__Problem description__:
Copy every one of the following records line for line, with no changes.

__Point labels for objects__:
______________________________
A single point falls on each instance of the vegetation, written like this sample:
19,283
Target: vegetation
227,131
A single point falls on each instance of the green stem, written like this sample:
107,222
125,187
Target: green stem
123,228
______________________________
__The response__:
A single point falls on each instance of the vegetation, written like this sample:
19,283
Target: vegetation
227,131
A single point falls on each instance of the green stem, written like this sample:
107,222
125,187
Target: green stem
123,228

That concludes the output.